### DOCUMENT ###

4. Versioned Resource Operations: Extends standard HTTP methods (GET,
PUT, PATCH) with versioning semantics, allowing version-aware
interactions with resources.
This system provides a flexible foundation that can be adapted to
various versioning needs, from simple content distribution to complex
collaborative editing scenarios, while maintaining compatibility with
existing HTTP infrastructure.
We start by specifying how to add versioning to HTTP requests and
responses.
2. HTTP Resource Versioning
This section defines the core concepts and mechanisms for HTTP
Resource Versioning.
2.1. Version History
Each HTTP resource maintains a version history, representing its
state changes over time. This history forms a partially ordered set,
where some versions have a clear sequential relationship, while
others may occur in parallel.
2.2. Version Identifiers
A version is uniquely identified by a set of one or more opaque
string identifiers ("version IDs"). These IDs are formatted according to the
Structured Headers specification [RFC8941]. Each version ID
represents a distinct change to the resource at a specific point in
time. A set of IDs together specifies the merger of those changes,
along with all changed preceding them in the version history DAG.

###

**TASKS AND EXERCISES:**
(A) From the HTTP resource versioning text, set down word for word the passage that begins at the words "4. Versioned Resource" and stops after "interactions with resources.".
(B) Take the HTTP resource versioning text further, continuing on from its final sentence.
The records that follow are separate material and do not belong to the HTTP resource versioning text.

### DATA SHOWN ###

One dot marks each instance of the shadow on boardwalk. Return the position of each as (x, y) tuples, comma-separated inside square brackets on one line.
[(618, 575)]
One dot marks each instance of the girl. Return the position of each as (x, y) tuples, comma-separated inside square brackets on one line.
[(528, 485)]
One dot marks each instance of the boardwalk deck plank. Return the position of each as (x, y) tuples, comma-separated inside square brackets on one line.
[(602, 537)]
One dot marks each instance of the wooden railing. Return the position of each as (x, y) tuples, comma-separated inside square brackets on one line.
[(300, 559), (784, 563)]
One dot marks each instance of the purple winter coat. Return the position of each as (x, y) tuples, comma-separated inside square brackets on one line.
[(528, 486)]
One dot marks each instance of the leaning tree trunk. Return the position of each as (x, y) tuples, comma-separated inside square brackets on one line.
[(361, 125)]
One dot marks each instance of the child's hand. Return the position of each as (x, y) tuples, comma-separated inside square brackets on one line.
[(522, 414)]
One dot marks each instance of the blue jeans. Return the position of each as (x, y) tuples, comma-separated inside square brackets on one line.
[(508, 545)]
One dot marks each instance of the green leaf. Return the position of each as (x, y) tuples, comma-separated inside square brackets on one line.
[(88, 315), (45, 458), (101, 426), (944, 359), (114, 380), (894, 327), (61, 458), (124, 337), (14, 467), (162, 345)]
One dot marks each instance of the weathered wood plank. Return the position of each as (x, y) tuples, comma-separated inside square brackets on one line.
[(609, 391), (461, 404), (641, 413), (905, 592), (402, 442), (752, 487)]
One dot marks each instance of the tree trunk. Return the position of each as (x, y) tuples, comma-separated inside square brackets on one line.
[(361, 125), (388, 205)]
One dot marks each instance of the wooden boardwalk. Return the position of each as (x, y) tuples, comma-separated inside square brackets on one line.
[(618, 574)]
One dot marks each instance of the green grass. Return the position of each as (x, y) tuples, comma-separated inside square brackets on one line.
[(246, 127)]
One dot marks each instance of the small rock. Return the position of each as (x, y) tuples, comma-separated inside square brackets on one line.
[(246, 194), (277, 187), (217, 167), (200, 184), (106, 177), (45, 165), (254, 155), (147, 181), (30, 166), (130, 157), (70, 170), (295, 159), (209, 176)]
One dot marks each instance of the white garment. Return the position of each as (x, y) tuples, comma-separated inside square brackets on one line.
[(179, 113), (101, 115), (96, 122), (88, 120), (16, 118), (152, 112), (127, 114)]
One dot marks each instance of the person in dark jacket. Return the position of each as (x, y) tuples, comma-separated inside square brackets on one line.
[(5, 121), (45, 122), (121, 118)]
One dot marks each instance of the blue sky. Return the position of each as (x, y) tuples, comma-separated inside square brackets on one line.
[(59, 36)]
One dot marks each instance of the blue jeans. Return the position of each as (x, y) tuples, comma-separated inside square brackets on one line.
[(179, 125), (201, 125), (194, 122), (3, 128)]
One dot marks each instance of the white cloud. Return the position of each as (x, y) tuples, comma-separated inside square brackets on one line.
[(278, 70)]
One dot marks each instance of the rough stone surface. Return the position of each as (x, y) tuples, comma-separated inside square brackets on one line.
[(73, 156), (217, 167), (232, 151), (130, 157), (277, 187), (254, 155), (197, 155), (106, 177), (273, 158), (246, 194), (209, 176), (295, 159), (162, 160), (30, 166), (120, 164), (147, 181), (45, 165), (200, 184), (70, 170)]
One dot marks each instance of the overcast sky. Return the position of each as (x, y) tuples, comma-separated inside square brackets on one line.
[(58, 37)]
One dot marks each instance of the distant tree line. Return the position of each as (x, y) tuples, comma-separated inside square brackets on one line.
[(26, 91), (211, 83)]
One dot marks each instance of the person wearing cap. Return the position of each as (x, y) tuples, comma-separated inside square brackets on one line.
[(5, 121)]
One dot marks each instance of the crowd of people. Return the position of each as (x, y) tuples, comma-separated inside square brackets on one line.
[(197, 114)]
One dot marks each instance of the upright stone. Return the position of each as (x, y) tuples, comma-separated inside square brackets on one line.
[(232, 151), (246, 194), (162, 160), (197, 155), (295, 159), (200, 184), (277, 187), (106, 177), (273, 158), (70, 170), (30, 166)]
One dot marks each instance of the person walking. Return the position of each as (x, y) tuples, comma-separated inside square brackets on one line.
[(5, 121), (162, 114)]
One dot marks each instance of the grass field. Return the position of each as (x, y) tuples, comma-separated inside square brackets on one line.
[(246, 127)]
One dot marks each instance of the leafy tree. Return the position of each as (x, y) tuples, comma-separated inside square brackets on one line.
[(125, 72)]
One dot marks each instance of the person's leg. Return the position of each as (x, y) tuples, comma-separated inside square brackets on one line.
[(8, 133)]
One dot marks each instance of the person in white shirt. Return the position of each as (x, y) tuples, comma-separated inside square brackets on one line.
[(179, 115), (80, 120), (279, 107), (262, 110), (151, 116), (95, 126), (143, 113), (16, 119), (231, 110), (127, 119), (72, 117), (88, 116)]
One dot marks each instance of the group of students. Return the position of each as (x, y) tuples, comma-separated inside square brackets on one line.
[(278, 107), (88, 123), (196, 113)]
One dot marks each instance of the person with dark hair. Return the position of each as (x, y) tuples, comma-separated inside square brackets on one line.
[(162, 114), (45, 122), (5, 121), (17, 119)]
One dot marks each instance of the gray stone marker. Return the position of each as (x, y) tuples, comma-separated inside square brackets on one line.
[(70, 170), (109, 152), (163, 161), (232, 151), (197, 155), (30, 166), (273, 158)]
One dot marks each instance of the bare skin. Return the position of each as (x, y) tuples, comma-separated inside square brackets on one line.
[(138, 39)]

###

**ANSWERS FOR THE TASKS:**
(A)
4. Versioned Resource Operations: Extends standard HTTP methods (GET,
PUT, PATCH) with versioning semantics, allowing version-aware
interactions with resources.

(B)
2.3. Version and Parents Headers
This specification introduces two new HTTP headers: Version and
Parents. These headers communicate version information in requests and responses.
The Version header specifies the current version of a resource:
Version: "dkn7ov2vwg"
The Parents header specifies the immediate predecessor version(s):
Parents: "ajtva12kid", "cmdpvkpll2"
These headers may be used in PUT, PATCH, or POST requests and GET
responses to convey the version history of a resource.
Any version can be reconstructed by first merging its parents, then
applying its specific changes. The full graph of parent
relationships forms the version history DAG. Version A is considered
to precede version B if and only if A is an ancestor of B in this
DAG.
A Version header is allowed to contain multiple IDs to describe a
merger:
Version: "dkn7ov2vwg", "v2vwgdkn7o"
This is useful when referring to a snapshot of a particular merger.
However, this is rarely needed. In normal usage, implementers SHOULD
create only a single version ID for individual mutations.
For any two version IDs A and B that are specified in a Version or
Parents header, A cannot be a descendent of B or vice versa. The
ordering of version IDs within the header carries no meaning.
If a client or server does not specify a Version for a resource it
transfers, the recipient MAY generate and assign it new version IDs.
If a client or server does not specify a Parents header when
transferring a new version, the recipient MAY presume that the most
recent versions it has (the frontier of time) are the parents of the
new version. It MAY also ignore or reject the update.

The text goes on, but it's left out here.